Aim: Can you write out the entries below word for word, beginning at the line that contains "One point lands on every instance of the plastic" and stopping after the line that contains "pixel 349 537"? Leave the pictures out of your answer.

Input for this task:
-- BEGIN --
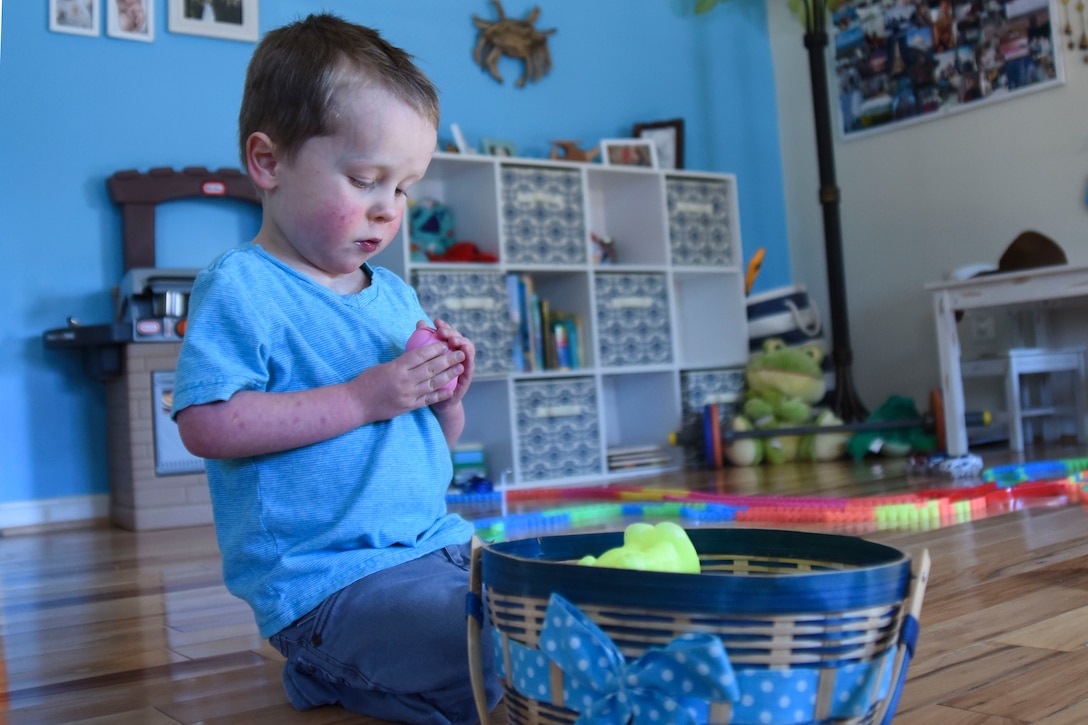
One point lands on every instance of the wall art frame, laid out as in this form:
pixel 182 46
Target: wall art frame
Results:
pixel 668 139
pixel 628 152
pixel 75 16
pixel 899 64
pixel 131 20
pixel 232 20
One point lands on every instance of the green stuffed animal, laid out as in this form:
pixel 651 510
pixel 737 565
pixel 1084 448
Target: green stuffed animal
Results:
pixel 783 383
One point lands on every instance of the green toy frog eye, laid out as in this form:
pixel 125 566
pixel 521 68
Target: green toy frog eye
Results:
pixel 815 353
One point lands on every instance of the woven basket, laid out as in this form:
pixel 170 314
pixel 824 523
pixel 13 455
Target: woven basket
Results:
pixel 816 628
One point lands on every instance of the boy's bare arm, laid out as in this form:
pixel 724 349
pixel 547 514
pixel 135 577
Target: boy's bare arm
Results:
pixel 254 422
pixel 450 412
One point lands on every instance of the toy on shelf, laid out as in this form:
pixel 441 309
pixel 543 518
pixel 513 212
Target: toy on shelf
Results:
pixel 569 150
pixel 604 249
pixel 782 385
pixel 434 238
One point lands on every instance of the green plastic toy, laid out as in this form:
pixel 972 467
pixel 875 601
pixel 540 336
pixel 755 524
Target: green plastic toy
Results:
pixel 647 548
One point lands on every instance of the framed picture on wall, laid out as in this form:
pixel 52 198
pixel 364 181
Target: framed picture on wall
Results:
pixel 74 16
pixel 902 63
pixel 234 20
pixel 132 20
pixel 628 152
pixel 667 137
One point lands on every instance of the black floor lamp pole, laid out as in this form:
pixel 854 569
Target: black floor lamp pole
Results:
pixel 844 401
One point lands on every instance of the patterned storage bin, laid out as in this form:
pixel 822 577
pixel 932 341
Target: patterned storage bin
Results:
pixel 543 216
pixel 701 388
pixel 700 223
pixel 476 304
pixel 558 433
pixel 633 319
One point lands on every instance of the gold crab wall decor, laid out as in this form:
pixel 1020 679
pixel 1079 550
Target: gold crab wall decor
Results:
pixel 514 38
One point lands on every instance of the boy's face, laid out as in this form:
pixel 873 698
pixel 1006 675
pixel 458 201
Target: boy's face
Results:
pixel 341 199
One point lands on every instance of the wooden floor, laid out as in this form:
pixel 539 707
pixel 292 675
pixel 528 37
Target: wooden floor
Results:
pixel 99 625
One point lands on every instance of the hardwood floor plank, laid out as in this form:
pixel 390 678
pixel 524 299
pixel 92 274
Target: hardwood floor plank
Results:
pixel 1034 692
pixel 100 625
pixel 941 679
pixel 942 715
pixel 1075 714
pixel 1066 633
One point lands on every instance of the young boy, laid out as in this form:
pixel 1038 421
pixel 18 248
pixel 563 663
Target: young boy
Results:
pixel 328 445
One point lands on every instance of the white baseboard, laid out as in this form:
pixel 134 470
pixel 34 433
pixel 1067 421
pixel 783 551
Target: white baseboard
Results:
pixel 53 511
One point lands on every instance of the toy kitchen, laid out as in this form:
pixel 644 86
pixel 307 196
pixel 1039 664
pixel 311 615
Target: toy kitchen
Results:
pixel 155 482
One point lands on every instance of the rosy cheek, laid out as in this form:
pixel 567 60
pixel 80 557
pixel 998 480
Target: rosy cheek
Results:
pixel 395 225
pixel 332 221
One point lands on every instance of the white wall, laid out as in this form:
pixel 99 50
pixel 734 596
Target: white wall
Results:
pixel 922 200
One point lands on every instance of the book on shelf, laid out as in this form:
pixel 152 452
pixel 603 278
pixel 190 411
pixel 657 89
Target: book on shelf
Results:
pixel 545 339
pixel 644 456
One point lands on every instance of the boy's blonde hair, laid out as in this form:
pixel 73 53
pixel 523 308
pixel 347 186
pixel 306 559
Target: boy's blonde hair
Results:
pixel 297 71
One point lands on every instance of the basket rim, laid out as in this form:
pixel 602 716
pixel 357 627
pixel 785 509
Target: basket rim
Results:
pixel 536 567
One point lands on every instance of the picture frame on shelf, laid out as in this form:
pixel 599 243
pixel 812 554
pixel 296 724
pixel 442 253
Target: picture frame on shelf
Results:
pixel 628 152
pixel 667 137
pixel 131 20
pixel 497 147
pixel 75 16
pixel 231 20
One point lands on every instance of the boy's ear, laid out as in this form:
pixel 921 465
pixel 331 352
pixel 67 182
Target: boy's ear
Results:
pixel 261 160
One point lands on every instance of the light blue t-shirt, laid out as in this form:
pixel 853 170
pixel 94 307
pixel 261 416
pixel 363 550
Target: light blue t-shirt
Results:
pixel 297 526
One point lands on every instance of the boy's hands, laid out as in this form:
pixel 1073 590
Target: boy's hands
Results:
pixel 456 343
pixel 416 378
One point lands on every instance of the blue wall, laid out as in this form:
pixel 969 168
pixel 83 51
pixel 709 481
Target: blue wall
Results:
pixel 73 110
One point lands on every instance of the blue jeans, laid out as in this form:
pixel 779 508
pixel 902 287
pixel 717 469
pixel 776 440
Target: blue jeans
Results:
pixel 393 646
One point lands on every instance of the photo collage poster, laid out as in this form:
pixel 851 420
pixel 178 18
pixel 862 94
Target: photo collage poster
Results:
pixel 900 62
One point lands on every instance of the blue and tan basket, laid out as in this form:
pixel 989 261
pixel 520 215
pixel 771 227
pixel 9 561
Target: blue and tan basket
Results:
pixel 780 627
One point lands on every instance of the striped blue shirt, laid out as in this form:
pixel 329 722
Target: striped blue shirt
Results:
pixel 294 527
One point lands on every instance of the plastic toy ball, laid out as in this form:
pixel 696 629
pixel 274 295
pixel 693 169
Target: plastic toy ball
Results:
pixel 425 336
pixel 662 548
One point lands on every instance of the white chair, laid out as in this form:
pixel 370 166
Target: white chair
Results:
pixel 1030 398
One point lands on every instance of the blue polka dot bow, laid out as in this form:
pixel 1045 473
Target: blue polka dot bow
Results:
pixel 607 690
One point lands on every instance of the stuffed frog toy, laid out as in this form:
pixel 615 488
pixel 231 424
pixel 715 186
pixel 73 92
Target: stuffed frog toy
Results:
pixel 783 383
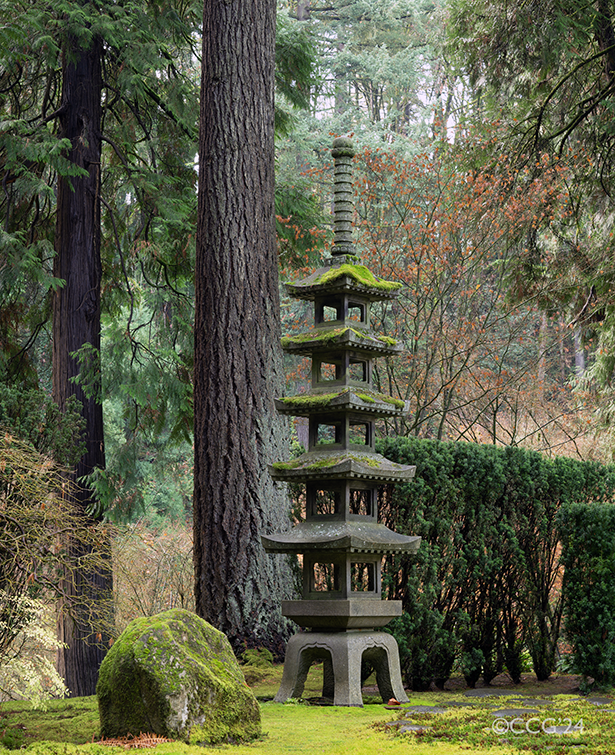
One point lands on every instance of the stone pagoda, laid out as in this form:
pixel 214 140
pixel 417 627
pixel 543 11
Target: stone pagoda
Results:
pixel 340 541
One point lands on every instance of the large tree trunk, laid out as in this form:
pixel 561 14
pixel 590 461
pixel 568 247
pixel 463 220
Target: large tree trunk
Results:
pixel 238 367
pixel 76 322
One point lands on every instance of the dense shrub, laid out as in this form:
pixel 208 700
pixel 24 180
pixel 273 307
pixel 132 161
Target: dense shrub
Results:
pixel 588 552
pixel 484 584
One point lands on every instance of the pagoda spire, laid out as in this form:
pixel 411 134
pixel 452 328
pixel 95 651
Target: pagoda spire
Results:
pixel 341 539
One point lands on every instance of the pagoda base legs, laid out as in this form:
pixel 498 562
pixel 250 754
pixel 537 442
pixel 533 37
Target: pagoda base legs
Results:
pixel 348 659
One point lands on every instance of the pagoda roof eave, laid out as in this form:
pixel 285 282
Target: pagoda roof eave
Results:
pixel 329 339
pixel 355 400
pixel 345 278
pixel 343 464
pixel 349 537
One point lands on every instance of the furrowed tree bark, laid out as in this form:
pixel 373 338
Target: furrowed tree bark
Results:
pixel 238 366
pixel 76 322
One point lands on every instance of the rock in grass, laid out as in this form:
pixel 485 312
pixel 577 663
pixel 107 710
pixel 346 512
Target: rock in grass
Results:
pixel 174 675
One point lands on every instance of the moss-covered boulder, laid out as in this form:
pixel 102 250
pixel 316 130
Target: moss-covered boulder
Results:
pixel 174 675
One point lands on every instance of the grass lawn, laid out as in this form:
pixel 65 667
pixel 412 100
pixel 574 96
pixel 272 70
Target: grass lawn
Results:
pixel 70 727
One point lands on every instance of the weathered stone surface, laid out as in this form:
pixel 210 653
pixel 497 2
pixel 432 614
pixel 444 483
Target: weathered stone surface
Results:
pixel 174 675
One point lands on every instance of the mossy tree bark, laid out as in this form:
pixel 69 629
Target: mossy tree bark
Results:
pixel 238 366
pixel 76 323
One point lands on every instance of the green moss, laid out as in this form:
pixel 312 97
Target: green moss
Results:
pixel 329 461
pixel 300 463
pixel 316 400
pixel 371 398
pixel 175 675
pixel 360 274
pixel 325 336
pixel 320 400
-- END --
Full solution:
One point lands on every instance of the plastic toy ball, laid out as in this form:
pixel 696 629
pixel 274 295
pixel 693 169
Target: plastic toy ball
Results:
pixel 425 336
pixel 662 548
One point lands on every instance of the white chair, laid out as in this form:
pixel 370 166
Target: white chair
Results:
pixel 1030 398
One point lands on every instance of the blue polka dot bow, laid out as in this form:
pixel 1045 473
Target: blue polka dot bow
Results:
pixel 607 690
One point lands on every instance of the stuffed frog toy, laid out as in this form:
pixel 615 488
pixel 231 424
pixel 715 186
pixel 73 92
Target: stuffed frog toy
Results:
pixel 783 383
One point lands on every instance of the stone pagoda, laid out as in this form:
pixel 214 140
pixel 417 627
pixel 543 11
Target: stone pagoda
Results:
pixel 340 541
One point lands on every instance of the large tree trunk, laid out as in this form:
pixel 561 14
pixel 590 461
pixel 568 247
pixel 463 220
Target: large tree trunk
Results:
pixel 238 367
pixel 76 322
One point lands on every instance of the dense shrub, laid out as in this form:
pixel 208 700
pixel 24 180
pixel 273 307
pixel 132 161
Target: dense shrub
Results:
pixel 588 552
pixel 484 584
One point lands on every instance of the pagoda spire, laid out as in this form:
pixel 411 134
pixel 452 328
pixel 95 651
Target: pagoda spire
Results:
pixel 341 539
One point lands on every instance of the pagoda base legs, laid out as in this form:
pixel 498 562
pixel 250 754
pixel 537 442
pixel 533 37
Target: pagoda base legs
Results:
pixel 348 659
One point lands on every instance of the pagoda roof eave, laid out as in this form:
pixel 285 282
Target: pagoda roof eave
Results:
pixel 329 339
pixel 355 400
pixel 345 278
pixel 343 464
pixel 349 537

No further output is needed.